Task requirements:
Extend the discussion below about ending the war on drugs with a few more posts that pick up after its final sentence.

Text section:

------

Time to end the war on drugs

But what you are using is Marihuana, right? This is not what we are arguing about. My concerns are not over Marihuana use.

True. Taxes could be used to keep prices high. But if you use that tool to the point where illicit trade once again becomes profitable, the illegal drug trade won’t die. The desired effect of drying up that fuel resource for organized crime will not happen.

Absolutely. But do you not think that Alcohol doing the most damage today has something to do with Alcohol being most widely available? My concern is with what would happen, if Meth, Cocaine or Heroin were similarly available.

Yes, I get the point. What I was trying to say is that people occasionally tend to do very unreasonable things. Parties, where a lot of Alcohol is usually in the mix, have made people experiment with all kinds of things they considered “cool” in their state of impaired judgement. A substance like Heroin is actually a fairly strong poison. It does not take that much to kill yourself with it, if you do not know what you are doing. You have mentioned the many people that overdose on Alcohol. You and I know that you need to drink a lot to take in a medically dangerous overdose of Alcohol. And yet people are stupid enough to do it. It is that stupidity that makes me not want to put something as lethal as Heroin into their hands.

Do you? Well - you have read my stance on illicit drugs here. What do you think my stance on abortion and same-sex marriage are? (You can cheat - it’s all over this board.)

I, for one, am pro-abortion, pro-SSM, and anti-drug.

Make of that what you will.

Touché. That one surprises me. It does not really make your point though. According to your logic, the Netherlands should have the lowest Marihuana use, since it is the only country where it is legal. Your cite says the lowest use is in Romania, Malta, Greece and Bulgaria. According to Wikipediaall of these countries are particularly strict, even by European standards. The highest use, according to your cite, is in Italy, Spain, the Czech Republic and France. With the exception of France these four are more lenient than the aforementioned. You claimed that illicit drug use was more attractive. I do not see that confirmed.

Your shit is not as holy as you think. Six people a day may seem a lot, but if you put it in relation to the number of people drinking alcohol it really is not. Per year that is just over 2000 people. Compare that to the more than 8000 people who died of Heroin overdose in the US in 2013 (among far fewer users) and you get a picture of how dangerous the drugs are.

------

[Source data]
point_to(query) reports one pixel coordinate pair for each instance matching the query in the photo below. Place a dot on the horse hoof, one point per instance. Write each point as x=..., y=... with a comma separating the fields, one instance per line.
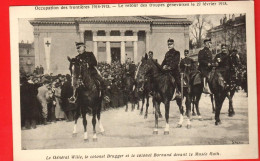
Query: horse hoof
x=217, y=123
x=179, y=126
x=166, y=132
x=155, y=132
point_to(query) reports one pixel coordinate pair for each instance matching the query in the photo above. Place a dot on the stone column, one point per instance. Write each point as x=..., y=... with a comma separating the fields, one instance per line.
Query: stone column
x=147, y=41
x=36, y=49
x=186, y=37
x=122, y=33
x=122, y=52
x=135, y=47
x=108, y=49
x=81, y=36
x=95, y=46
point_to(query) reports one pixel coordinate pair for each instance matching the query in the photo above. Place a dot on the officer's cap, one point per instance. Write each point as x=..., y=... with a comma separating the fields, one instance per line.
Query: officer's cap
x=170, y=41
x=207, y=40
x=79, y=44
x=223, y=45
x=186, y=51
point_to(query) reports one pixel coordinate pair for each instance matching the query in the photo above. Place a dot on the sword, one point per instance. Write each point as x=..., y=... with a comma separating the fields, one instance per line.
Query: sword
x=182, y=82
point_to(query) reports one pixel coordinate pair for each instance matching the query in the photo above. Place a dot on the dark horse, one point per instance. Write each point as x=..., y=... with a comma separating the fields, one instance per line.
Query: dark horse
x=129, y=83
x=217, y=88
x=196, y=91
x=163, y=91
x=144, y=88
x=88, y=96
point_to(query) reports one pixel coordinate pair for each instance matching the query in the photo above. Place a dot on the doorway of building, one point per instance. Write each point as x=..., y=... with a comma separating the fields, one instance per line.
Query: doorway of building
x=115, y=55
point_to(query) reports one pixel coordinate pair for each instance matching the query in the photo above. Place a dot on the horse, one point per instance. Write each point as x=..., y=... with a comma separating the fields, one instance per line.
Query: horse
x=129, y=83
x=144, y=88
x=218, y=89
x=163, y=91
x=88, y=96
x=196, y=92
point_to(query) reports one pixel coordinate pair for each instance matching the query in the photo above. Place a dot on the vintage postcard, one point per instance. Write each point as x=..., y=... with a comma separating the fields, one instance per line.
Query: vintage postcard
x=141, y=81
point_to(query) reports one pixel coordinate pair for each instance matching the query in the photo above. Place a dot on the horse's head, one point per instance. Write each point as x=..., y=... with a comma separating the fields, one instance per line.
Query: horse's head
x=235, y=59
x=75, y=71
x=143, y=73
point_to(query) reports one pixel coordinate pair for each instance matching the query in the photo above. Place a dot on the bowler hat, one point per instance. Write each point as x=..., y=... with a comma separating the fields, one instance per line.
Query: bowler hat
x=170, y=41
x=186, y=51
x=207, y=40
x=79, y=44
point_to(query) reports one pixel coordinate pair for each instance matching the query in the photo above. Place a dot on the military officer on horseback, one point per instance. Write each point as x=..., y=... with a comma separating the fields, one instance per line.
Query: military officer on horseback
x=186, y=64
x=171, y=63
x=223, y=65
x=89, y=58
x=205, y=64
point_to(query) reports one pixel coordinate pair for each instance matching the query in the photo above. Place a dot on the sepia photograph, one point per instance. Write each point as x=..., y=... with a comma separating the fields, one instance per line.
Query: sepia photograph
x=158, y=79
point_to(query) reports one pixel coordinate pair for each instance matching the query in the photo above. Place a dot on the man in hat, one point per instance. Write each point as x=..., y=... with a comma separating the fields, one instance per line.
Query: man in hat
x=171, y=62
x=223, y=64
x=90, y=59
x=186, y=64
x=205, y=63
x=43, y=96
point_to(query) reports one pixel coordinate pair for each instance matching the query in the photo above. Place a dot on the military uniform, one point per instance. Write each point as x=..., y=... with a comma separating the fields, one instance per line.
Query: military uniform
x=172, y=60
x=204, y=58
x=187, y=64
x=89, y=58
x=223, y=65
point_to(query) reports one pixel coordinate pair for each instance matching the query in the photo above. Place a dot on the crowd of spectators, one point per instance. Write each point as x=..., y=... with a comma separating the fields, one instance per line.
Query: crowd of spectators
x=40, y=106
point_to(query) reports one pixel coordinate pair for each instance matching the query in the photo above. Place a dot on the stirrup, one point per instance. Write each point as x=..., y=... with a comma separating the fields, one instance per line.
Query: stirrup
x=206, y=91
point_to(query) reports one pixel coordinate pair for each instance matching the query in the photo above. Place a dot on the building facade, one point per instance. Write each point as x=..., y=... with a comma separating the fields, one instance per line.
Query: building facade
x=232, y=32
x=26, y=57
x=111, y=39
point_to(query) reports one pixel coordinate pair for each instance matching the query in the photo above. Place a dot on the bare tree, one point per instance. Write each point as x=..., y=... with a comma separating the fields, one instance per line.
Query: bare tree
x=199, y=29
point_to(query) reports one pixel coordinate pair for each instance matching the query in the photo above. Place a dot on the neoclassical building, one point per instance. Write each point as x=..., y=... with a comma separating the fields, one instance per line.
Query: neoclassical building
x=109, y=38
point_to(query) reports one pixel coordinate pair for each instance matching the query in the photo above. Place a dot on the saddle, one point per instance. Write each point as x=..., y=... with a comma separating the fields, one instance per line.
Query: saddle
x=196, y=79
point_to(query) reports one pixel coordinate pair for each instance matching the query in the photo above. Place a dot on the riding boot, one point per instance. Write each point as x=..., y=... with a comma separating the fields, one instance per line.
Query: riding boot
x=206, y=87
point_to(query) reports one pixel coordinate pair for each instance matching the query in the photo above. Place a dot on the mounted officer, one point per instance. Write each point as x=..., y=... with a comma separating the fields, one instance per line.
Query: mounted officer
x=89, y=58
x=205, y=64
x=186, y=64
x=187, y=67
x=171, y=63
x=223, y=65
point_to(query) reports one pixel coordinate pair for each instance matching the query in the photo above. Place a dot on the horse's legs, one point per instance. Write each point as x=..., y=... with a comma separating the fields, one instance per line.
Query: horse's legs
x=212, y=102
x=99, y=121
x=126, y=104
x=142, y=108
x=94, y=125
x=219, y=99
x=157, y=106
x=147, y=105
x=197, y=100
x=193, y=105
x=179, y=103
x=231, y=111
x=188, y=110
x=167, y=110
x=77, y=114
x=83, y=111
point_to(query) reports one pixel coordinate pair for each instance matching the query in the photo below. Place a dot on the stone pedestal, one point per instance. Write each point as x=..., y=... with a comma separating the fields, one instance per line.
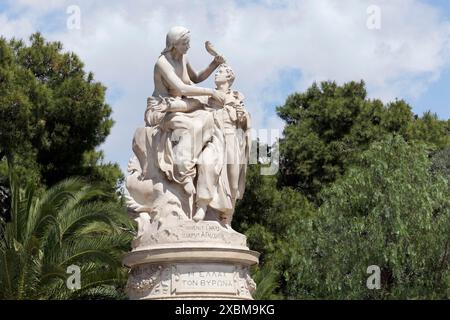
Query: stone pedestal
x=195, y=261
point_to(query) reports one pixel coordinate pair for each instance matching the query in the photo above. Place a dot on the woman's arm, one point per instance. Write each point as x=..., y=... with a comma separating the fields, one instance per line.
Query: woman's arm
x=203, y=75
x=175, y=82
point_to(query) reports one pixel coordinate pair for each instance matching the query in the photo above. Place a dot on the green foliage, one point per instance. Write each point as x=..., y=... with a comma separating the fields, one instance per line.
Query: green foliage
x=329, y=125
x=71, y=223
x=346, y=197
x=271, y=220
x=52, y=113
x=387, y=210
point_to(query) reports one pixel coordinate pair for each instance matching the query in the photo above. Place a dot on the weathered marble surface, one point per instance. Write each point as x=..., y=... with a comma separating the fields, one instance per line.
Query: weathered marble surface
x=187, y=172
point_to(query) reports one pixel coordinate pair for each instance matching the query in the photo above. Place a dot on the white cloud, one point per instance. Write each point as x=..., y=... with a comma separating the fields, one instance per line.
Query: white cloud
x=327, y=39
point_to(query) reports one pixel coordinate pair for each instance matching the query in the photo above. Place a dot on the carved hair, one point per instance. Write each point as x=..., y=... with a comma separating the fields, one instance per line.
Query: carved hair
x=175, y=35
x=229, y=72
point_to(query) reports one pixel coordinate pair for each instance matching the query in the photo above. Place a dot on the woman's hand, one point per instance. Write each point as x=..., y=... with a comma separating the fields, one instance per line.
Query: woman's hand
x=218, y=60
x=219, y=96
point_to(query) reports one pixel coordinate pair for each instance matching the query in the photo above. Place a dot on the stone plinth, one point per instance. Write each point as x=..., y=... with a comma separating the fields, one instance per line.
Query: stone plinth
x=198, y=266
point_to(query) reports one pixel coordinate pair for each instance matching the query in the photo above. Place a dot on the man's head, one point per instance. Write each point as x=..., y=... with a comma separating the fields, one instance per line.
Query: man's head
x=223, y=74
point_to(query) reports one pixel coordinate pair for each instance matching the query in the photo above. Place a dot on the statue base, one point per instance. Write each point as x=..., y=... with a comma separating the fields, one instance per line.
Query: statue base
x=195, y=270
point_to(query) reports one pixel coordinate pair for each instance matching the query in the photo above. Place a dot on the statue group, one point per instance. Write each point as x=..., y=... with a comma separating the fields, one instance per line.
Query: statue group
x=187, y=172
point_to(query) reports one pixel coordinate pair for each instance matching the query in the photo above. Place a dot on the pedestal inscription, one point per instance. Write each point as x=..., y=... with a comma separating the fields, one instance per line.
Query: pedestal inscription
x=191, y=278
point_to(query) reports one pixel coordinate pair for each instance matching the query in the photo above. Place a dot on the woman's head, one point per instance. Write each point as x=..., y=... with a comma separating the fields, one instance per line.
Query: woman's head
x=177, y=38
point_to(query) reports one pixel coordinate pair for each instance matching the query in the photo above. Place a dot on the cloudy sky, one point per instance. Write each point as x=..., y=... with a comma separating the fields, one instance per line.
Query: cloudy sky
x=274, y=47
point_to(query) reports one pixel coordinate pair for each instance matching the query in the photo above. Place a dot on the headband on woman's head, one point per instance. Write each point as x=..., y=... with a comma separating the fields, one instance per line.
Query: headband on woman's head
x=174, y=35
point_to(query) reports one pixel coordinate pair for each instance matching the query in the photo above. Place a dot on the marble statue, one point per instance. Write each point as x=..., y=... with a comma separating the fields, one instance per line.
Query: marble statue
x=187, y=174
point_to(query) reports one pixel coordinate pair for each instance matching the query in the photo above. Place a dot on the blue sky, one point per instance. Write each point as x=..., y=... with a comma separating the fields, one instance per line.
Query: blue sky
x=274, y=47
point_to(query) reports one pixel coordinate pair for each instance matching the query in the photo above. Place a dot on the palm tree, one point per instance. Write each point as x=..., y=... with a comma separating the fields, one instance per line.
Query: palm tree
x=70, y=224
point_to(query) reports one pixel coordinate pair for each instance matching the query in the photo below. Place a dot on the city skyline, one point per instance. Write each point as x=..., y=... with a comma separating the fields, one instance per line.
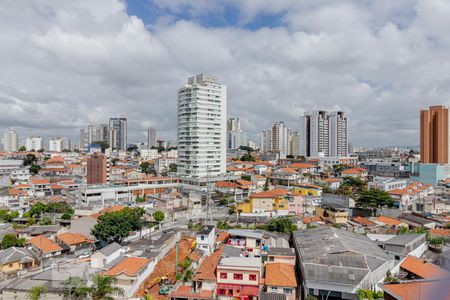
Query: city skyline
x=384, y=55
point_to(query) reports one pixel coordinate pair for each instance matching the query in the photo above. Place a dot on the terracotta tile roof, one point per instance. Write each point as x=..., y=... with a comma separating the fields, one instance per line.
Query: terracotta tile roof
x=423, y=268
x=40, y=181
x=278, y=274
x=440, y=232
x=354, y=171
x=270, y=194
x=389, y=220
x=45, y=245
x=129, y=266
x=416, y=290
x=207, y=269
x=364, y=222
x=302, y=166
x=73, y=238
x=226, y=184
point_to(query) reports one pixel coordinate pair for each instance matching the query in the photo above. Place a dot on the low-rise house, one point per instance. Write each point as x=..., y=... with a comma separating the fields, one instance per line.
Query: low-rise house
x=280, y=279
x=206, y=239
x=417, y=268
x=130, y=273
x=16, y=259
x=44, y=247
x=75, y=241
x=238, y=277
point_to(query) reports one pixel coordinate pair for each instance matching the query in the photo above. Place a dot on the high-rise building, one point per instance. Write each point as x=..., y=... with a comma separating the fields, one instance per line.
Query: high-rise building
x=434, y=135
x=294, y=143
x=118, y=128
x=97, y=169
x=280, y=136
x=235, y=136
x=151, y=137
x=201, y=127
x=55, y=145
x=10, y=140
x=323, y=133
x=33, y=143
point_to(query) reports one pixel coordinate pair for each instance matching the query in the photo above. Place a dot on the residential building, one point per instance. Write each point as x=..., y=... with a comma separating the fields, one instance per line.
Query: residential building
x=118, y=133
x=336, y=263
x=201, y=129
x=323, y=134
x=11, y=140
x=151, y=137
x=434, y=135
x=239, y=277
x=33, y=143
x=97, y=169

------

Solved exercise:
Strawman argument. Not worth a reply.

My point was drug use does not neatly correlate by the harshness of the laws. Which would imply that people are not abstaining from drug use due to the laws. You’re the one who claimed that drugs being illegal was a deterrent, not I, so you’re shooting down your own argument here.

First, your link doesn’t work. Second, I was replying to this.

If six people are managing it on average every day, it’s obviously not that hard to consume a deadly overdose of alcohol.

Since you keep bringing it up, let’s talk about heroin. It can be dangerous stuff, I’m not saying otherwise. But the reason it can be so dangerous is that the quality of the shit on the street can vary incredibly. Given a standard potency, many addicts can use for years without trouble. However, if a stronger batch than usual hits the streets, people take more than they intended to and end up dead. It’s not that heroin is that toxic, it’s the black market that kills people. A regulated product of consistent quality would save lives. But since it kills junkies, it’s my observation that most people just don’t give a shit.

And you obviously don’t know what a strawman argument is. That wasn’t one. A strawman requires me to misrepresent my opponent’s argument to make my own argument stronger. Can you explain how I’m doing that?

As an aside to Uber, in my experience people who have strong views about bodily autonomy (as I do) tend to be on the same side of the drug war and abortion debates, though I’m not sure how SSM fits in there.

Yes, I’ll concede that the statistics on marihuana use in the Netherlands do not back up my assumption that legality leads to more consumption. (I cannot help adding that it does not back up your allegation that outlawing drug use leads to more consumption either.)

Sorry. Typo in that link. Here it is.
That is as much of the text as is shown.